▶ Work item:
Extract all of the rows below, copying every line verbatim without any change.

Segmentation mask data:
┌──
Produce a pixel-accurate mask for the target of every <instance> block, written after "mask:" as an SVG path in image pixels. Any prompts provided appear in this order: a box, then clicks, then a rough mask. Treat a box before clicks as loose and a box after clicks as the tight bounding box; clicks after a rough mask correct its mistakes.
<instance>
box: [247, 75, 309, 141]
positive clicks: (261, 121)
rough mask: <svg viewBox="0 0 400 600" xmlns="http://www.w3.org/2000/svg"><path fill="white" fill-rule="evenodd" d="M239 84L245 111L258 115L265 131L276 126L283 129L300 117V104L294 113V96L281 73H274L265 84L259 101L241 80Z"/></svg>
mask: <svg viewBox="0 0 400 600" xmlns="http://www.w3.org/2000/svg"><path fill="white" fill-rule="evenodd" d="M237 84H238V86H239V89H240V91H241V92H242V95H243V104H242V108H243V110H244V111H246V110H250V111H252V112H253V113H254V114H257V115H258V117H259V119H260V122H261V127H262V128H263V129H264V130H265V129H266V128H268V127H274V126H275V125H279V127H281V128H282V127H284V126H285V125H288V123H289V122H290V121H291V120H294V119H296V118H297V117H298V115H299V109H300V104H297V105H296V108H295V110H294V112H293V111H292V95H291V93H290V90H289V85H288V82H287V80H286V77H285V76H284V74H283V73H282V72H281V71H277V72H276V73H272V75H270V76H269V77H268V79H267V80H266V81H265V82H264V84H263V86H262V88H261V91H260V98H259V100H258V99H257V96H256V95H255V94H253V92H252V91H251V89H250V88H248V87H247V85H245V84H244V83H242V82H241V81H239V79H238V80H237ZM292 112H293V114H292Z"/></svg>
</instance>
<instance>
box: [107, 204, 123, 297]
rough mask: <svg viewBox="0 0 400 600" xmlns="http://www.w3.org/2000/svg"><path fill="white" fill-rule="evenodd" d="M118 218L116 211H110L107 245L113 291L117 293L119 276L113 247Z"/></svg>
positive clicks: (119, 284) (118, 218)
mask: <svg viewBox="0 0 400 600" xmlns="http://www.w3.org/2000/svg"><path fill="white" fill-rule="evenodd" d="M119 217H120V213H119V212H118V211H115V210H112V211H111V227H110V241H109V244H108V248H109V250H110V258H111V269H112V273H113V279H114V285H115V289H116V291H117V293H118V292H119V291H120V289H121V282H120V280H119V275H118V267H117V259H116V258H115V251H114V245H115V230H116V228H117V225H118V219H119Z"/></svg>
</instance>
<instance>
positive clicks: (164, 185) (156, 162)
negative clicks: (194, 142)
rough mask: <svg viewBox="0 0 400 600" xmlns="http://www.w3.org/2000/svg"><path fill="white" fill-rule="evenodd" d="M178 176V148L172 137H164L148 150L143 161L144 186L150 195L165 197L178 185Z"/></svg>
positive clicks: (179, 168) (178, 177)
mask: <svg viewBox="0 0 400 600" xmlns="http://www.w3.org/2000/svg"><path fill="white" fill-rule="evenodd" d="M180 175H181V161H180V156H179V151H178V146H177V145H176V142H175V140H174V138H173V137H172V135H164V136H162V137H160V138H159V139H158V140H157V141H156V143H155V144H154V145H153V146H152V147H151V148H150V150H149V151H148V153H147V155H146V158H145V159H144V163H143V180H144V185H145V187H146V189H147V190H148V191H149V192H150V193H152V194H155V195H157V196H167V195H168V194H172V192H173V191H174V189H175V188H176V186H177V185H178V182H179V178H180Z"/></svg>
└──
▶ Final answer:
Produce a pixel-accurate mask for the target of every <instance> block, written after "mask:" as an SVG path in image pixels. Any prompts provided appear in this order: a box, then clicks, then a rough mask. Treat a box before clicks as loose and a box after clicks as the tight bounding box; clicks after a rough mask correct its mistakes.
<instance>
box: [247, 75, 309, 141]
positive clicks: (261, 121)
rough mask: <svg viewBox="0 0 400 600" xmlns="http://www.w3.org/2000/svg"><path fill="white" fill-rule="evenodd" d="M239 84L245 111L258 115L265 131L276 126L283 129L300 117V104L294 113V96L281 73H274L265 84L259 101L241 80Z"/></svg>
mask: <svg viewBox="0 0 400 600" xmlns="http://www.w3.org/2000/svg"><path fill="white" fill-rule="evenodd" d="M237 84H238V86H239V89H240V91H241V92H242V95H243V104H242V108H243V110H244V111H246V110H250V111H252V112H253V113H254V114H257V115H258V117H259V119H260V122H261V127H262V128H263V129H264V130H265V129H266V128H268V127H274V126H275V125H279V127H281V128H282V127H284V126H285V125H288V123H289V122H290V121H291V120H294V119H296V118H297V117H298V115H299V109H300V104H297V105H296V108H295V110H294V112H293V111H292V95H291V93H290V90H289V85H288V82H287V80H286V77H285V76H284V74H283V73H282V72H281V71H277V72H276V73H272V75H270V76H269V77H268V79H267V80H266V81H265V82H264V84H263V86H262V88H261V91H260V98H259V100H258V99H257V96H256V95H255V94H253V92H252V91H251V89H250V88H248V87H247V85H245V84H244V83H242V82H241V81H239V79H238V80H237ZM292 112H293V114H292Z"/></svg>
</instance>
<instance>
box: [107, 204, 123, 297]
rough mask: <svg viewBox="0 0 400 600" xmlns="http://www.w3.org/2000/svg"><path fill="white" fill-rule="evenodd" d="M118 218L116 211H110L107 245L113 291L117 293L119 276L113 247Z"/></svg>
positive clicks: (119, 284) (118, 218)
mask: <svg viewBox="0 0 400 600" xmlns="http://www.w3.org/2000/svg"><path fill="white" fill-rule="evenodd" d="M119 217H120V213H119V212H118V211H115V210H112V211H111V227H110V241H109V244H108V248H109V250H110V258H111V269H112V273H113V279H114V285H115V289H116V291H117V293H118V292H119V291H120V289H121V282H120V280H119V275H118V267H117V259H116V258H115V251H114V245H115V230H116V228H117V225H118V219H119Z"/></svg>
</instance>
<instance>
positive clicks: (164, 185) (156, 162)
negative clicks: (194, 142)
rough mask: <svg viewBox="0 0 400 600" xmlns="http://www.w3.org/2000/svg"><path fill="white" fill-rule="evenodd" d="M178 176V148L172 137H164L148 150L143 161L144 186L150 195L165 197L178 185Z"/></svg>
positive clicks: (179, 168) (178, 177)
mask: <svg viewBox="0 0 400 600" xmlns="http://www.w3.org/2000/svg"><path fill="white" fill-rule="evenodd" d="M180 175H181V161H180V156H179V151H178V146H177V145H176V142H175V140H174V138H173V137H172V135H164V136H162V137H160V138H159V139H158V140H157V141H156V143H155V144H154V145H153V146H152V147H151V148H150V150H149V151H148V153H147V155H146V158H145V159H144V163H143V180H144V185H145V187H146V189H147V190H148V191H149V192H150V193H152V194H155V195H157V196H167V195H168V194H172V192H173V191H174V189H175V188H176V186H177V185H178V182H179V178H180Z"/></svg>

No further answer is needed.